Dentre os negócios está o Delícias do Vale, administrado por Livânia Frizon, de 62 anos, com ajuda da família. Nascida no outro extremo do País, a gaúcha criada em Santa Catarina desembarcou em terras potiguares em 1990. “Sou uma das primeiras assentadas do movimento agrário no RN”, conta. Uma década depois da chegada, ela se instalou no Assentamento Rosário, localizado na Agrovila Canudos, em Ceará-Mirim. Livânia relata que o mamão foi o primeiro plantio feito no assentamento por ela e por outros agricultores. “Chegamos a exportar, mas a produção era difícil por conta da invasão de pragas”, relembra.

Atualmente, a produtora segue no assentamento, onde mantém diversas culturas – coco e banana são o carro-chefe, mas há outras sazonais, como feijão, mandioca e macaxeira. Livânia faz o beneficiamento da batata reaproveitada de comerciantes do Mercado da Agricultura Familiar, em Natal, onde se instalou em um dos boxes há oito anos. No espaço, ela atende aos clientes com delícias como os chips de batata doce, frutas caramelizadas e liofilizadas (técnica que consiste na remoção da água de um produto congelado).

O beneficiamento começou quando a empreendedora percebeu que poderia agregar valor às culturas que ela, porventura, iria produzir após encerrar o plantio de mamão. “Pego o coco e a banana de lá [do assentamento], trago, beneficio e vendo aqui [no Mercado]”, diz. No espaço de venda, a variedade de produtos enche os olhos e abraça o paladar. São itens como churrasco e coxinha feitos com massa de batata doce ou macaxeira, chips de batata natural, com lemon pepper e defumado, frutas liofilizadas como manga e abacaxi, banana e coco caramelizados, além de bombons de sabores diversos.

ENUNCIADO DA TAREFA 1
Transcreva, sem mudar nada, as linhas da listagem que vão da linha com "Locate the element that corresponds to the distant" até a linha com "xmin=184 ymin=87 xmax=200 ymax=95", incluindo as duas.

MATERIAL DA TAREFA
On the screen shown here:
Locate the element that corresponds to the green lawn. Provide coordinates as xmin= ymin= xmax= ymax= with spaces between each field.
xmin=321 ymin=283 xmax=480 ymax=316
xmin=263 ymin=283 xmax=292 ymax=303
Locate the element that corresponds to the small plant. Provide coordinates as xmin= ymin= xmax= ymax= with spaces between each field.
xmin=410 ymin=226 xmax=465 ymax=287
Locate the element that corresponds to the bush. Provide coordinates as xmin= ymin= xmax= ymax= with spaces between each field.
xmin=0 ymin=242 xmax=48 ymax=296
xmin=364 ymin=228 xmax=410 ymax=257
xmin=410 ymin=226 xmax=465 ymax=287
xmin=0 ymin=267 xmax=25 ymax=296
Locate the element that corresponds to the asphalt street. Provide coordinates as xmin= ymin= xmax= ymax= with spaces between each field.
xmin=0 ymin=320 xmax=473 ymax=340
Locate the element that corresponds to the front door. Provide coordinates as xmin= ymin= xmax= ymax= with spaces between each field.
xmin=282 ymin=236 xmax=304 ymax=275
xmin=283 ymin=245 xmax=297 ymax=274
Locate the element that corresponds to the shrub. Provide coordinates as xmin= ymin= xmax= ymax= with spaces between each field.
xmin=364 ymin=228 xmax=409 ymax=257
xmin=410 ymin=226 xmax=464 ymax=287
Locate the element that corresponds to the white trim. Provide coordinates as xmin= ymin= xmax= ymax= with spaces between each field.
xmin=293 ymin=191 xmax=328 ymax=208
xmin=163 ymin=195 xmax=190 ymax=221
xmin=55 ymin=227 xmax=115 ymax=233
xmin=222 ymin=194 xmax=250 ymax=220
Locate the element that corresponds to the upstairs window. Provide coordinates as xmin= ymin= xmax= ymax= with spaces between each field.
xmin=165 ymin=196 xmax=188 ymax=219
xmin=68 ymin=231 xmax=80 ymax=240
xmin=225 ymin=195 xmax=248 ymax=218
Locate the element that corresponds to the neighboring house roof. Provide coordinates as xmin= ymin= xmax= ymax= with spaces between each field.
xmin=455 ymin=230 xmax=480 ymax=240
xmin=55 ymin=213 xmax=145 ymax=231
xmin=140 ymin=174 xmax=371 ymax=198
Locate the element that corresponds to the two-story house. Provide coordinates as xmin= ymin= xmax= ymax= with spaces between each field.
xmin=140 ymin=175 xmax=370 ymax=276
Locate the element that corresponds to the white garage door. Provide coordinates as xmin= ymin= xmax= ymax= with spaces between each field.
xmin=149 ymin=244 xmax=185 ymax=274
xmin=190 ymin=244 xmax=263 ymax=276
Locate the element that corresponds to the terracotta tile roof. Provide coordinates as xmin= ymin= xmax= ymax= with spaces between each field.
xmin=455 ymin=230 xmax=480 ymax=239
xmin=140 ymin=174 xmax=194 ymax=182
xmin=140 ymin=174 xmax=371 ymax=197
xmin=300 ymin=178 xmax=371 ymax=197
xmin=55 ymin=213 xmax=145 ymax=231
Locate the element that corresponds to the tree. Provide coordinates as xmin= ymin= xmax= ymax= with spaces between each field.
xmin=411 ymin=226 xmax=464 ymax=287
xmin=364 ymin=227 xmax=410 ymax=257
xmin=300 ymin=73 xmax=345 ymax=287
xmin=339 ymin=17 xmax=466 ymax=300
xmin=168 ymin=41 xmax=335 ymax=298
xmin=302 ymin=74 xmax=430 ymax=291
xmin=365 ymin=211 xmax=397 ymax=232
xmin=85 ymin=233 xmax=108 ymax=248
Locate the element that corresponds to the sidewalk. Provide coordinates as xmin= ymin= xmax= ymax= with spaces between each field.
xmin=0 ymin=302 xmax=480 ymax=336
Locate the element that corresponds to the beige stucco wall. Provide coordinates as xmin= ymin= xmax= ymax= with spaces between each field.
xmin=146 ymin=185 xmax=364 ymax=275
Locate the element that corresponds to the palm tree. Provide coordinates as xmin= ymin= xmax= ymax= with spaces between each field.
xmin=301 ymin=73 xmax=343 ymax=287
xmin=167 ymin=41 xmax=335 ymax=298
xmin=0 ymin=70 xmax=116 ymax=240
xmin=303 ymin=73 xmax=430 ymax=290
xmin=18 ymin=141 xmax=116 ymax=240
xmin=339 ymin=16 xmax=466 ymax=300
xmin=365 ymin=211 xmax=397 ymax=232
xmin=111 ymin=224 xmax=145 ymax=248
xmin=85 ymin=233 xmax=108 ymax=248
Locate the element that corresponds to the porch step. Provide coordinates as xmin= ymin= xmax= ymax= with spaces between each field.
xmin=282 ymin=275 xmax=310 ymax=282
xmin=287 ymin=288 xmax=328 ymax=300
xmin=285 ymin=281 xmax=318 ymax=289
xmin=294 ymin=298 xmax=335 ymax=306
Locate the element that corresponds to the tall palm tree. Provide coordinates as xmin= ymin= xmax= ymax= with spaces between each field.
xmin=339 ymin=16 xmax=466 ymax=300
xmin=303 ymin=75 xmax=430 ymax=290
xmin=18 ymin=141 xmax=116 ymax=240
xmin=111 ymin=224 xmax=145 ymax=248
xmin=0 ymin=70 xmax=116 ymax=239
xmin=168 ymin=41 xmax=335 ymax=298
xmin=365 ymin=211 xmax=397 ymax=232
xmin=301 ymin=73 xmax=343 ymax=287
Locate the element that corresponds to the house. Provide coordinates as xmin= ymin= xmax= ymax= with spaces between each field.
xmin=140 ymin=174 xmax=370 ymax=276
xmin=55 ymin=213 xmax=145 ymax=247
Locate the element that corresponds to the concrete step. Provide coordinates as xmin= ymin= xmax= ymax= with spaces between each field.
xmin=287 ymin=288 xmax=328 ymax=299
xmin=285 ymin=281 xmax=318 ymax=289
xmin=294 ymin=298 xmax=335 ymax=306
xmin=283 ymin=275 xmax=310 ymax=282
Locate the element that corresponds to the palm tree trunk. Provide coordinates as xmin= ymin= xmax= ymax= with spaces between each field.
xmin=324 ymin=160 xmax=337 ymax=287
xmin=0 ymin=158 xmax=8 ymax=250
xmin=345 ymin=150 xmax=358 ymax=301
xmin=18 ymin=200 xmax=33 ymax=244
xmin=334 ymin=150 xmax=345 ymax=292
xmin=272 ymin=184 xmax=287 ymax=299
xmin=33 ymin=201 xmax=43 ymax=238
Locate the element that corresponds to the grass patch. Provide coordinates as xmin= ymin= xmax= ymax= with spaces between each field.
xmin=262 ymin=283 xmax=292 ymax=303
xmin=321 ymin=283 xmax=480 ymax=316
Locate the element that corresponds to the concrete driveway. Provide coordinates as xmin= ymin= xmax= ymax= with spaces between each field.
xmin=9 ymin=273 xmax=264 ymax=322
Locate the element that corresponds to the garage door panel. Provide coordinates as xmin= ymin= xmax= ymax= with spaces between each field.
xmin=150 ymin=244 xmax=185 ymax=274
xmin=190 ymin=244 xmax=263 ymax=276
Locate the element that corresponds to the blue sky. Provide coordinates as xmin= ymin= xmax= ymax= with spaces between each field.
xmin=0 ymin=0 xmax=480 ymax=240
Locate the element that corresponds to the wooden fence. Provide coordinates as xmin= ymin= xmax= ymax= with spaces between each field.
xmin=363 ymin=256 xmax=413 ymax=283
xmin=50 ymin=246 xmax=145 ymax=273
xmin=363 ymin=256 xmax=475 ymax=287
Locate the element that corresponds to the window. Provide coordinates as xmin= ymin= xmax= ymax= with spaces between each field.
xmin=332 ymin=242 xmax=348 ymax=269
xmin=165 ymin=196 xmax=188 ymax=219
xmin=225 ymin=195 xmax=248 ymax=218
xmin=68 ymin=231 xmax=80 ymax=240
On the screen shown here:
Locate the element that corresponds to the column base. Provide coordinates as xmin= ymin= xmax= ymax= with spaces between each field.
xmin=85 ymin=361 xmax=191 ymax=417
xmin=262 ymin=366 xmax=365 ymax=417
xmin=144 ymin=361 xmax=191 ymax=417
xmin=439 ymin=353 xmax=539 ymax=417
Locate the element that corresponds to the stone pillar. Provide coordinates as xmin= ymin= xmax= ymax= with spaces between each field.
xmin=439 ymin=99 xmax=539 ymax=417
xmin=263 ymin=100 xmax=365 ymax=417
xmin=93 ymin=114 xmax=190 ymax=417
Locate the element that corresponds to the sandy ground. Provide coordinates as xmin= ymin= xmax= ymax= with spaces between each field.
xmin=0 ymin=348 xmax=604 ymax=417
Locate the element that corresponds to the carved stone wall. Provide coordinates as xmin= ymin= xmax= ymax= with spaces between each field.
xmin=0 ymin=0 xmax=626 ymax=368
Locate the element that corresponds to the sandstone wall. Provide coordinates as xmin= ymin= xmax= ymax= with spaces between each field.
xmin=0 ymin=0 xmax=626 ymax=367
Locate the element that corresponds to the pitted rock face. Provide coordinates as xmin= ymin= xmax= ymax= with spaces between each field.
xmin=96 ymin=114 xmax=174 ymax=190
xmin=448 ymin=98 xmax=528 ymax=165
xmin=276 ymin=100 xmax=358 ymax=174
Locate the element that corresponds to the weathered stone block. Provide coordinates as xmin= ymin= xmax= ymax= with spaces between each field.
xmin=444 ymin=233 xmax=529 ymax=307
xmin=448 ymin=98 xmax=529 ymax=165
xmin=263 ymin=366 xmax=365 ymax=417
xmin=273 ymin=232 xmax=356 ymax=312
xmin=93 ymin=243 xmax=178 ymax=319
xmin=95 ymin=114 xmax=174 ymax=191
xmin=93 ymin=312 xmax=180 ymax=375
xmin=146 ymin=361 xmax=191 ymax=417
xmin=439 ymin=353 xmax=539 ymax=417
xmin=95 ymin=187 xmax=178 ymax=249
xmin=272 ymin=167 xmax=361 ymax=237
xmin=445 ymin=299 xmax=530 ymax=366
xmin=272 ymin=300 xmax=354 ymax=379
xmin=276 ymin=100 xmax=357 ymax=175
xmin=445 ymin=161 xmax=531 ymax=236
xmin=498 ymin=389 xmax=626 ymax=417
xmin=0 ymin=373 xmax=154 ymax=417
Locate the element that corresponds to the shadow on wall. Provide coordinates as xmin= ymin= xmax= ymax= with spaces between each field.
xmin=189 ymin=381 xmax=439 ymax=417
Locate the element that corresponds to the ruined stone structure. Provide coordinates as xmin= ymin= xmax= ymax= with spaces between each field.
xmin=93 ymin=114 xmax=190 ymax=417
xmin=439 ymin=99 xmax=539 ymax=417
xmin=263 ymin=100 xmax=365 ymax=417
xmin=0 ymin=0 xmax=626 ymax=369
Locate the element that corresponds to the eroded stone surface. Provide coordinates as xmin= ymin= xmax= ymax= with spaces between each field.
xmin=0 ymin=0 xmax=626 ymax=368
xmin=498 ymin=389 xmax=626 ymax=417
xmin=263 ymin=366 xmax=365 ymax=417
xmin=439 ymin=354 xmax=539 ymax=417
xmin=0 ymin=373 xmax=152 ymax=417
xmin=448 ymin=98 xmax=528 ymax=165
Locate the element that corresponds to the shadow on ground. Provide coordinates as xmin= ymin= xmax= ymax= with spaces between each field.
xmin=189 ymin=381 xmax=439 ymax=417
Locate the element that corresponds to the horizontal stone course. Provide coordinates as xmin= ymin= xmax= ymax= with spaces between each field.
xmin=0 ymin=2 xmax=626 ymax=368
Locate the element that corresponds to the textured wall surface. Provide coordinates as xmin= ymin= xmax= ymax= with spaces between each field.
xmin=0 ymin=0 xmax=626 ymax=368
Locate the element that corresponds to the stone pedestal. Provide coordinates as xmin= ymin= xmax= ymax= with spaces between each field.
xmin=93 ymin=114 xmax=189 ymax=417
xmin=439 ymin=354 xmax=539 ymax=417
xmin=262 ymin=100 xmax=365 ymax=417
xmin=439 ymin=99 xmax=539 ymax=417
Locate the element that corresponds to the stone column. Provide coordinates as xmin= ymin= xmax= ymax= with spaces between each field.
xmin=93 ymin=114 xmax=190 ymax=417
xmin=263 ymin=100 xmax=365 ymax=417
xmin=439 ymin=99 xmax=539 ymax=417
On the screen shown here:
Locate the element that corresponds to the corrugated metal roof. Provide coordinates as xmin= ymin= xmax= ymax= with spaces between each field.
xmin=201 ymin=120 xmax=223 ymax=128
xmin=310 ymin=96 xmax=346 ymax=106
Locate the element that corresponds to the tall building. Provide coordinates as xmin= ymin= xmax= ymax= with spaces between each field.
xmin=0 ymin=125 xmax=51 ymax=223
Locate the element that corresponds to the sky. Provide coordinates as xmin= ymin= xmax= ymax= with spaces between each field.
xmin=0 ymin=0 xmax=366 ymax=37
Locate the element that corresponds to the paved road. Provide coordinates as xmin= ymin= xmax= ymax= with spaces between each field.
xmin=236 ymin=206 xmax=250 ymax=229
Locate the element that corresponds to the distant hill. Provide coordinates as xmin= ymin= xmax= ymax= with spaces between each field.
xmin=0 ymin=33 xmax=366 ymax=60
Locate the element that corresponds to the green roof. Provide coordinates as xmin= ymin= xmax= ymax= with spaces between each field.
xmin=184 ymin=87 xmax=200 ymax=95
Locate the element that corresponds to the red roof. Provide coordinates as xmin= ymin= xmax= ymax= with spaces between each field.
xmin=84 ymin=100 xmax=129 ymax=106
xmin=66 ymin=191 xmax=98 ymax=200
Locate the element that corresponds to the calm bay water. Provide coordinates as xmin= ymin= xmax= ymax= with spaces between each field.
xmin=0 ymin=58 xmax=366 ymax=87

ENUNCIADO DA TAREFA 2
Substitua "banana" por "goiaba" no trecho sobre a produtora Livânia Frizon, de "O beneficiamento começou" a "de sabores diversos.", e apresente essa parte com a troca feita.

RESPOSTA DA TAREFA 1
Locate the element that corresponds to the distant hill. Provide coordinates as xmin= ymin= xmax= ymax= with spaces between each field.
xmin=0 ymin=33 xmax=366 ymax=60
Locate the element that corresponds to the green roof. Provide coordinates as xmin= ymin= xmax= ymax= with spaces between each field.
xmin=184 ymin=87 xmax=200 ymax=95

RESPOSTA DA TAREFA 2
O beneficiamento começou quando a empreendedora percebeu que poderia agregar valor às culturas que ela, porventura, iria produzir após encerrar o plantio de mamão. “Pego o coco e a goiaba de lá [do assentamento], trago, beneficio e vendo aqui [no Mercado]”, diz. No espaço de venda, a variedade de produtos enche os olhos e abraça o paladar. São itens como churrasco e coxinha feitos com massa de batata doce ou macaxeira, chips de batata natural, com lemon pepper e defumado, frutas liofilizadas como manga e abacaxi, goiaba e coco caramelizados, além de bombons de sabores diversos.